[Stored data]
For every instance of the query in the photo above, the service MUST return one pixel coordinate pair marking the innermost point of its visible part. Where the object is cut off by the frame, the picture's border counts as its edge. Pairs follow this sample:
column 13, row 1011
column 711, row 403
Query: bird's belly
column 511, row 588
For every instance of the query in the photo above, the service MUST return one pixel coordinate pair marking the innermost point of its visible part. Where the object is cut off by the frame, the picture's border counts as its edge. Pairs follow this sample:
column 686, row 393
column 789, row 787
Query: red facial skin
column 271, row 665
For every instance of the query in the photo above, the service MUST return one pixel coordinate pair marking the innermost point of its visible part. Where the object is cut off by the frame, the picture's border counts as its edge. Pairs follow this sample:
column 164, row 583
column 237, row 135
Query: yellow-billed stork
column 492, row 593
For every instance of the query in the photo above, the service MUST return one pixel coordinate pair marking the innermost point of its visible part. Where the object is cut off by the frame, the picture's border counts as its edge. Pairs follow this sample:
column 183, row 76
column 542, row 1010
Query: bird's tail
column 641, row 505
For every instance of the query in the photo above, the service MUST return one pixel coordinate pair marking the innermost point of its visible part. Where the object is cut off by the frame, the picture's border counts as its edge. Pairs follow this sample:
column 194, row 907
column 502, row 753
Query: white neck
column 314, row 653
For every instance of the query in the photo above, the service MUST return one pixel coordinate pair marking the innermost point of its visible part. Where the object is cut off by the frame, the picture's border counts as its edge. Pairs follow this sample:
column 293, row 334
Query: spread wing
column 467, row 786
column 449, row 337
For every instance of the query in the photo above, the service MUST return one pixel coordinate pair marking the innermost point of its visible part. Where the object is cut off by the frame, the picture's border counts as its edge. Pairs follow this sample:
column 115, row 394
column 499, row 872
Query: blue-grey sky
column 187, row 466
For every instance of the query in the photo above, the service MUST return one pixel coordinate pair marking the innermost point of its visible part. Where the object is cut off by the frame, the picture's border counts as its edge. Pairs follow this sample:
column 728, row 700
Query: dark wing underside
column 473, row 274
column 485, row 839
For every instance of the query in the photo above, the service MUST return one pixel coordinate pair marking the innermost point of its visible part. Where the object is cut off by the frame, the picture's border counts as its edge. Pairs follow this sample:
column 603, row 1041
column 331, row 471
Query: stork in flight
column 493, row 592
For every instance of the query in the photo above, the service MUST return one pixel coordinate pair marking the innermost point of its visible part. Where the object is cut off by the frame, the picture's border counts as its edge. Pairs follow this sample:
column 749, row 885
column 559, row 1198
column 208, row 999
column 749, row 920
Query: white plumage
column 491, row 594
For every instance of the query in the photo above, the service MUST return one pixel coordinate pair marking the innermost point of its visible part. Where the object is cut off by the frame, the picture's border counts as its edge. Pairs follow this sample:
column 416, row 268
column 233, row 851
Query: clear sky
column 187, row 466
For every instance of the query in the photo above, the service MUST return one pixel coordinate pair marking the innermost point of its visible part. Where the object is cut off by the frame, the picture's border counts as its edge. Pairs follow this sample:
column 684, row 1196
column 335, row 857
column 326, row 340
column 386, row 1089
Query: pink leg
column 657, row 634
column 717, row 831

• Work item
All records shown above are to be output exactly.

• Task solution
For every instance of the query in the photo above, the service MUST return one pixel coordinate pair marking the innermost point of its visible part. Where the object is cut off by the frame, the picture's border counts as its edge. Pairs follow this sample:
column 13, row 1011
column 711, row 403
Query: bird's belly
column 511, row 588
For every instance of the query in the photo above, the service MUST return one pixel coordinate pair marking the innermost point of its visible part. Where the object is cut off by the frame, the picture's border counts as its edge. Pairs follow this sample:
column 686, row 393
column 789, row 787
Query: red facial skin
column 271, row 665
For every instance of the query in the photo above, the service MUST return one pixel coordinate pair marking the innermost point of its visible part. Where the object is cut off by the frame, the picture's border counts as its edge. Pairs follow this sample:
column 164, row 583
column 237, row 135
Query: yellow-billed stork
column 492, row 593
For every instance of the query in the photo above, the service MUST return one pixel coordinate pair marking the innermost point of its visible part. Where the object is cut off by the frame, the picture's border counts as its edge. Pairs follow this sample:
column 183, row 76
column 542, row 1010
Query: bird's tail
column 641, row 505
For every instance of the query in the photo above, the service MUST return one pixel coordinate pair marking the innermost point of its visible part. Where the object is cut off by the frame, the picture's border counts as its edge. Pairs follow this sample:
column 194, row 907
column 502, row 753
Query: white neck
column 314, row 653
For every instance of the query in the photo above, the service MUST return one pixel coordinate pair marking the innermost point of its visible part. Where the object is cut off by the frame, the picture's border counts as its edge. Pairs follow this sample:
column 293, row 334
Query: spread wing
column 467, row 786
column 449, row 337
For every instance of the query in the photo above, the service MUST return one pixel coordinate pair marking the innermost point of its visible part. Where the object is cut off by the frame, the picture's border counts as its edge. Pairs follow this sample:
column 115, row 394
column 499, row 872
Query: blue-grey sky
column 187, row 466
For every instance of the query in the photo above, the service MUST return one pixel coordinate pair marking the innermost point of its visible part. Where the object is cut off by the frame, the picture's border counts as its edge. Pairs follow this sample:
column 728, row 700
Query: dark wing underside
column 473, row 274
column 485, row 839
For every instance of the query in the photo above, the service MUST return one pixel coordinate pair marking the innermost point of its visible part. Where the object is cut off by the frame, the picture's border counts as its edge. Pairs follow this sample:
column 603, row 1041
column 331, row 471
Query: stork in flight
column 493, row 592
For every instance of the query in the photo above, the service MUST return one pixel coordinate pair marking the innermost point of its visible part. Where the object is cut off by the frame, the picture's border counts as its edge. Pairs follow this sample:
column 749, row 885
column 559, row 1198
column 208, row 999
column 749, row 920
Query: white plumage
column 491, row 594
For every instance of the query in the photo above, the service MUST return one pixel coordinate pair marking the innermost point of its visible part. Where the object is cut off by the frame, the picture's border counts as its edge. Pairs follow this sample:
column 416, row 268
column 233, row 851
Query: clear sky
column 187, row 466
For every instance of the query in the photo above, the service MUST return one pixel coordinate pair marking the innermost point of its visible part. Where the object is cut off by the frame, the picture's border counts as its edge. Pairs follow this sample:
column 684, row 1196
column 335, row 857
column 326, row 340
column 386, row 1089
Query: pink leg
column 657, row 634
column 717, row 831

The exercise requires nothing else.